▶ Work request
Show each line of the data below that has the string "vehicle" in it.

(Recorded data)
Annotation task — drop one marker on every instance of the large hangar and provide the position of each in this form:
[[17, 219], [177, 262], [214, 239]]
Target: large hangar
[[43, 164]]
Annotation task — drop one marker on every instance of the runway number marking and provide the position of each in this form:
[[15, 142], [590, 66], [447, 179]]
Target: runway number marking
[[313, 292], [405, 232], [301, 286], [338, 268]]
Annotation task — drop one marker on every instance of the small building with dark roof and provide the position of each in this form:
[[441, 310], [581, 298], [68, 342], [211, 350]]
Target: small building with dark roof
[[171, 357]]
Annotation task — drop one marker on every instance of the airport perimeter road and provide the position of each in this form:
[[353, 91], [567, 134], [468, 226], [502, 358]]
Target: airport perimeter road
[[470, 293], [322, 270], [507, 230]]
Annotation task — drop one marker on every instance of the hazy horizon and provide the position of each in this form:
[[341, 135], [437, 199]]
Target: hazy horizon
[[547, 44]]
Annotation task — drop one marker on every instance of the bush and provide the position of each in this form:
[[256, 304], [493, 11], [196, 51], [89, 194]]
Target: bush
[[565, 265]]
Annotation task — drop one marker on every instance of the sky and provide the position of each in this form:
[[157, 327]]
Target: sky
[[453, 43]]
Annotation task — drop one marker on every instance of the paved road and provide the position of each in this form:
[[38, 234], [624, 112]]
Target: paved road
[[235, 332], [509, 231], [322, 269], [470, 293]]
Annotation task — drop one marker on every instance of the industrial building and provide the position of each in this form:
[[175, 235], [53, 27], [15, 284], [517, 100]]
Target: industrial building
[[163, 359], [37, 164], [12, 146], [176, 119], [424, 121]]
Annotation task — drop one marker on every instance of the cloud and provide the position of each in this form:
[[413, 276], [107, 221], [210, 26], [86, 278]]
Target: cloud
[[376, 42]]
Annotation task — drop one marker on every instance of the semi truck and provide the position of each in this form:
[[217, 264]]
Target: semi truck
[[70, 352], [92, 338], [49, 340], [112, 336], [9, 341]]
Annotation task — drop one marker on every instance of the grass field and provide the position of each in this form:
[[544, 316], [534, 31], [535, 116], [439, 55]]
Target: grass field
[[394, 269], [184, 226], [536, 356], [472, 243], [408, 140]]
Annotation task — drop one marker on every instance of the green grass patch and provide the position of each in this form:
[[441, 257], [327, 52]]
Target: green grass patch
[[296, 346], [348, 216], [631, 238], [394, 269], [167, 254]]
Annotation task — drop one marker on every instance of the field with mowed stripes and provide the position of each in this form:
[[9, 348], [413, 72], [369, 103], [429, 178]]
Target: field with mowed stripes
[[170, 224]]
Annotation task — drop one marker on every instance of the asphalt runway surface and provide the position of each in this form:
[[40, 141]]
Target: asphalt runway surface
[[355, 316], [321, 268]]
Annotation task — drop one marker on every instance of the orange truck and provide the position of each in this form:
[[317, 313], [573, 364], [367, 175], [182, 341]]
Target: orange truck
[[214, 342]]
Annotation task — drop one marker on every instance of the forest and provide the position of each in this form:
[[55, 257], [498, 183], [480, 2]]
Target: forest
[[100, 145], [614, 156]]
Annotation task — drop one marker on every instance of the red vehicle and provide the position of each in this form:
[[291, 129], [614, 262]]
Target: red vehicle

▶ Task response
Annotation task — drop one marker on every instance of the red vehicle and provide the position of each in this form:
Target: red vehicle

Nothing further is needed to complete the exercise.